В речи героини «Узкого пролива» соединены феминистские мотивы — в традиционном контексте они выглядят ее субъективным вымышленным рассказом — и «факты жизни» (неудачный брак, жестокий и властный муж, который ее бросил и из-за которого она теперь не имеет детей и т.д.), своего рода рассказ «исторический». Финал фильма, когда влюбленный мальчик, вовлеченный в повествование, ставший свидетелем и соучастником истории, видит, что героиню встречают заботливый муж и ребенок, может показаться простой перипетией, но функция его оказывается более сложной.

Подобный сюжетный поворот в кино и вправду не нов. Во многих картинах используется прием «разоблачения сна», особо любимый Бунюэлем, а «Женщина в окне» Ланга построена на нем целиком. Другой пример введения дополнительного ложного повествования — структура «фильм в фильме», позволяющая включить эпизоды, фальсифицирующие главное повествование. Однако интереснее всего сравнить «Узкий пролив» с американской картиной «Обычные подозреваемые» (режиссер Брайан Сингер), где в финале также разоблачается рассказываемая история, но с той разницей, что всю эту историю зритель видел, то есть был непосредственным зрителем вымысла. Несомненно, что финальный сюжетный поворот оказывается в этом случае более эффектным, но как раз из-за дублирования изображением речи теряется различие, принципиальное для Брейа, — между фабулой и повествованием. В американском фильме они совмещены, что делает вымысел всего лишь трюком, лишая его того самостоятельного значения, которое позволяет ощутить присутствие неизобразимого в кинообразе. Финал «Узкого пролива» выводит вымысел на первый план, подобно тому как на первом плане в фильме располагается речь, а не изображение. Это еще более подчеркивает единственный эпизод картины, когда женщина умолкает. Герои сидят за столом в баре, камера фиксирует их молчание, зритель ждет продолжения рассказа, а на заднем плане вне фокуса дает представление иллюзионист. Повествование в кино столь же аттрактивно, как и цирковое представление. Финал демонстрирует не только то, как разрушается идентификация, сформированная рассказом, но прежде всего то, как расходятся представление и образ, а весь рассказ оказывается частью иного образа, кинематографического, в котором вымысел обладает большей самостоятельностью, чем видимое и воображаемое.

» **СУТЬ ЗАДАНИЯ**
Почему, согласно тексту об «Узком проливе», в финале «Обычных подозреваемых» теряется различие между фабулой и повествованием? Ответьте в одном–трех предложениях. Материал ниже никак не связан с этим текстом.

(Записи с разметкой фигур)
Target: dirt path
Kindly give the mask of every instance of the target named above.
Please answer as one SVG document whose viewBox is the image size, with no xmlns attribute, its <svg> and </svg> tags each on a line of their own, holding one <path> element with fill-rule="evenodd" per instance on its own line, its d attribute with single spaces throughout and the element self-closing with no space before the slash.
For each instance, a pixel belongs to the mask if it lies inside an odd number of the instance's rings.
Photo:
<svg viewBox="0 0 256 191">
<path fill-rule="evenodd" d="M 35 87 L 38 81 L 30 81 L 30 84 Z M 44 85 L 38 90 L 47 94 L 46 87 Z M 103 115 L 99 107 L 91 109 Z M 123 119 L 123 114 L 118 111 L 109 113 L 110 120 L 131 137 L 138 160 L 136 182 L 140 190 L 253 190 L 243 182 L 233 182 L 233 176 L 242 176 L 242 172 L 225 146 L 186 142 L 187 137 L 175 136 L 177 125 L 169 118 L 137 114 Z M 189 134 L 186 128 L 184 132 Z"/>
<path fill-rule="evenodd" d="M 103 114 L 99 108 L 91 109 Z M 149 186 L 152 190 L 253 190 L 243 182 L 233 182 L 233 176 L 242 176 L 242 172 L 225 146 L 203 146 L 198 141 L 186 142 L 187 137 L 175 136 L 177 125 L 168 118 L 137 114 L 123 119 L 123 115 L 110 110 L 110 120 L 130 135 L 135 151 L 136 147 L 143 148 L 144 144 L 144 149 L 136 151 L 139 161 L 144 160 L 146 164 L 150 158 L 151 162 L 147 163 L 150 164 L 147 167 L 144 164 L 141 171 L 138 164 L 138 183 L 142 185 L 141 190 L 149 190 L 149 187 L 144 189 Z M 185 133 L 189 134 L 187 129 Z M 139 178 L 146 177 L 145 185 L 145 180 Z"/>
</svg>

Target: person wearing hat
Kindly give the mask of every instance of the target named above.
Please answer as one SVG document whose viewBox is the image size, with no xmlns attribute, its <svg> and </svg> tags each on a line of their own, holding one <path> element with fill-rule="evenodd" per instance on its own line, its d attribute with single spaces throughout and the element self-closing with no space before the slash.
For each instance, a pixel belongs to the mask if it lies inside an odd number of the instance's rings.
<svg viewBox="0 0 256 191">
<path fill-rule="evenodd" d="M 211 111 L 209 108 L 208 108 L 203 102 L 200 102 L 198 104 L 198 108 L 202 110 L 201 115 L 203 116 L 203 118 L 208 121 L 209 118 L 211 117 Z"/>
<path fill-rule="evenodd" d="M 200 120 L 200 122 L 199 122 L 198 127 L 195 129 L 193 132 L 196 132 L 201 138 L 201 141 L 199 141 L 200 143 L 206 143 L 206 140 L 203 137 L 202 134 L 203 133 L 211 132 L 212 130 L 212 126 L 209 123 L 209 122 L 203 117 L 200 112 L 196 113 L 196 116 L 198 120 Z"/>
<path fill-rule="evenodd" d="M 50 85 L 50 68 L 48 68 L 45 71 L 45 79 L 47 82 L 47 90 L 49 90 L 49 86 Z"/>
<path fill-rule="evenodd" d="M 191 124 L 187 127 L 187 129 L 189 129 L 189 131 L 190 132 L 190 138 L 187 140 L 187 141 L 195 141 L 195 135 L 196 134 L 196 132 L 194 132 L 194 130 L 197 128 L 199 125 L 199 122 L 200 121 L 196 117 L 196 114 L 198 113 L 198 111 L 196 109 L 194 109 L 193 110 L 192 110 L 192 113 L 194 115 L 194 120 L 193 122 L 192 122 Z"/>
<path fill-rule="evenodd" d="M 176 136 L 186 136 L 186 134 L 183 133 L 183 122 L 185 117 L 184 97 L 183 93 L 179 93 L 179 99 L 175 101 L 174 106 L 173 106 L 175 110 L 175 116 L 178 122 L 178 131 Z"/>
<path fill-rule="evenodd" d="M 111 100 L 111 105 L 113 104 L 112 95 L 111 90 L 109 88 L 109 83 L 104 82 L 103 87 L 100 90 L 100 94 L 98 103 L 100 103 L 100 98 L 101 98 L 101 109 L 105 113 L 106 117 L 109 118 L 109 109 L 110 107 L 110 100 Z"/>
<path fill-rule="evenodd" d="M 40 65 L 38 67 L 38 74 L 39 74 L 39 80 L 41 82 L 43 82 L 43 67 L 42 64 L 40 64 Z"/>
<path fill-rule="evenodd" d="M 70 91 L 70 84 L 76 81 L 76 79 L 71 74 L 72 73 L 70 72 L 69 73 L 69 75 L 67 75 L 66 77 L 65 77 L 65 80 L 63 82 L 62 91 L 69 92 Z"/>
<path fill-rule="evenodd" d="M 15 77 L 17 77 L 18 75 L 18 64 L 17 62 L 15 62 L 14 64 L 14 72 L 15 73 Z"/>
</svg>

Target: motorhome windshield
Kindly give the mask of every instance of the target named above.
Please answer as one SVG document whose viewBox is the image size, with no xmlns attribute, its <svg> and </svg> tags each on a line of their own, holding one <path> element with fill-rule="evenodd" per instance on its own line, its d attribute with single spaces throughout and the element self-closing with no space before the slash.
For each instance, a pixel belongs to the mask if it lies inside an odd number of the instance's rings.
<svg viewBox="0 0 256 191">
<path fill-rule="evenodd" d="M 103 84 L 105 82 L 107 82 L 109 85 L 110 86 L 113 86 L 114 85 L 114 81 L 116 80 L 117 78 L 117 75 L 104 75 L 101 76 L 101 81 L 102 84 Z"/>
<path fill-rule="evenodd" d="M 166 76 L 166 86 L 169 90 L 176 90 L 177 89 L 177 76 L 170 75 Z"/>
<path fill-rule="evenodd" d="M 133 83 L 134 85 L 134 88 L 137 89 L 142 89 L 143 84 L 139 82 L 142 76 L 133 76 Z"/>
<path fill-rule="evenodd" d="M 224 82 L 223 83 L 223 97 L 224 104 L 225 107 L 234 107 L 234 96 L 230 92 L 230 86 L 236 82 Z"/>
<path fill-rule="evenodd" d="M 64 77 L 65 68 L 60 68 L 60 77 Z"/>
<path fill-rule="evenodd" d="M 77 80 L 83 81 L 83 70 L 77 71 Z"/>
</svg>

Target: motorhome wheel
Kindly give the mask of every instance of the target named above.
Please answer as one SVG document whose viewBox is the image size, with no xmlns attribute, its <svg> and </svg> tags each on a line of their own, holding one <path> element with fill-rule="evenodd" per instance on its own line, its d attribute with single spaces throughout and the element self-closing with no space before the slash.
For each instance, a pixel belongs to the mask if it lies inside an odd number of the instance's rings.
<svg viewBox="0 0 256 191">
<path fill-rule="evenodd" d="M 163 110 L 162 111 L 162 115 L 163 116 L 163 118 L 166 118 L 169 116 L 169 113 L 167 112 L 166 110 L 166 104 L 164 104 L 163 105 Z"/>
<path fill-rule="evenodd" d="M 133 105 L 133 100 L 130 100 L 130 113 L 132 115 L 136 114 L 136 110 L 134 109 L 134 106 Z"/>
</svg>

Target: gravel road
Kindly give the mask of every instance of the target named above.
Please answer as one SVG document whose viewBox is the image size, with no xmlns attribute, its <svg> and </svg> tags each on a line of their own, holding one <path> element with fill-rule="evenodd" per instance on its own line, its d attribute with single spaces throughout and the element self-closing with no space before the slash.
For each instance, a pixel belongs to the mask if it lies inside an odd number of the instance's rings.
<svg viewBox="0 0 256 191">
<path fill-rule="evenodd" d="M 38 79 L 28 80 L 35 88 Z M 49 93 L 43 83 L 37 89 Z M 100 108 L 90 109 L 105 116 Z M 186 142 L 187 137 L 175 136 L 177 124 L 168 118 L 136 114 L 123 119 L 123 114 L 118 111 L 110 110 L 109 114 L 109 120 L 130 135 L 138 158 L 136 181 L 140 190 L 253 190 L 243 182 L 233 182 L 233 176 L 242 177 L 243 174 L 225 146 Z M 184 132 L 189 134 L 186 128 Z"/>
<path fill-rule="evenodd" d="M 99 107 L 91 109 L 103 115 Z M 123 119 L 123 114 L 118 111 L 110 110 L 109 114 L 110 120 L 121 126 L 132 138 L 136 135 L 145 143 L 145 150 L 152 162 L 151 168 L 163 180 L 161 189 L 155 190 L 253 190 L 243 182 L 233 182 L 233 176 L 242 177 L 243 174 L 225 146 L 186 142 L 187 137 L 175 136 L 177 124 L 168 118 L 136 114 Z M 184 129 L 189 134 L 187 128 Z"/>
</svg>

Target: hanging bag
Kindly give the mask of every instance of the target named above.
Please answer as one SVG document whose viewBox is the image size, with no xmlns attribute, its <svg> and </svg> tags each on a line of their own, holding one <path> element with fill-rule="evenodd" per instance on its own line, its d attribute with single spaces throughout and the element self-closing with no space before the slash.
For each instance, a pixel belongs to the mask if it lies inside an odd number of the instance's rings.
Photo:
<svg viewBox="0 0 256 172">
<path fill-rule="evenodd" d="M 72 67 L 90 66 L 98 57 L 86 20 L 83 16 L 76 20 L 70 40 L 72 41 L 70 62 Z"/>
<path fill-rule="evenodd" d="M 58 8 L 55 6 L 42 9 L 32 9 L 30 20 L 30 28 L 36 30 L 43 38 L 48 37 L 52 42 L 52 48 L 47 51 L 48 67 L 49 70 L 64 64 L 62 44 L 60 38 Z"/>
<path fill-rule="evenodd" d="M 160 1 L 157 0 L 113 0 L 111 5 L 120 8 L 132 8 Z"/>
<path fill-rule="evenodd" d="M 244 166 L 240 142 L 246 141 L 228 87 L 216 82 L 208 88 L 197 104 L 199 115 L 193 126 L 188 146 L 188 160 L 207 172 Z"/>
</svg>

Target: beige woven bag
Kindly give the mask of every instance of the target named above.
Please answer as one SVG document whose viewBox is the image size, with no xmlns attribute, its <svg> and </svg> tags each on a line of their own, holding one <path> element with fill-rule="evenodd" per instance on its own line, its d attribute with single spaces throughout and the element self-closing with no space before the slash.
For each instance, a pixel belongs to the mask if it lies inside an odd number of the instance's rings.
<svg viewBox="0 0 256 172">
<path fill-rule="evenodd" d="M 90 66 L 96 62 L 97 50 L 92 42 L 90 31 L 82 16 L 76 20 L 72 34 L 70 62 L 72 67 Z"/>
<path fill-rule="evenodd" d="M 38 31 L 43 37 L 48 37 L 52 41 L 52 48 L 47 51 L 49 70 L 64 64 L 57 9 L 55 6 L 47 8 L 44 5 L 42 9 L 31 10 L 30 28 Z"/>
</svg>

» **РЕШЕНИЕ ЗАДАЧИ**
Потому что в «Обычных подозреваемых» зритель сам видел всю рассказываемую историю, то есть изображение дублирует речь. Из-за этого фабула и повествование совмещаются, и вымысел становится всего лишь трюком, теряя самостоятельное значение.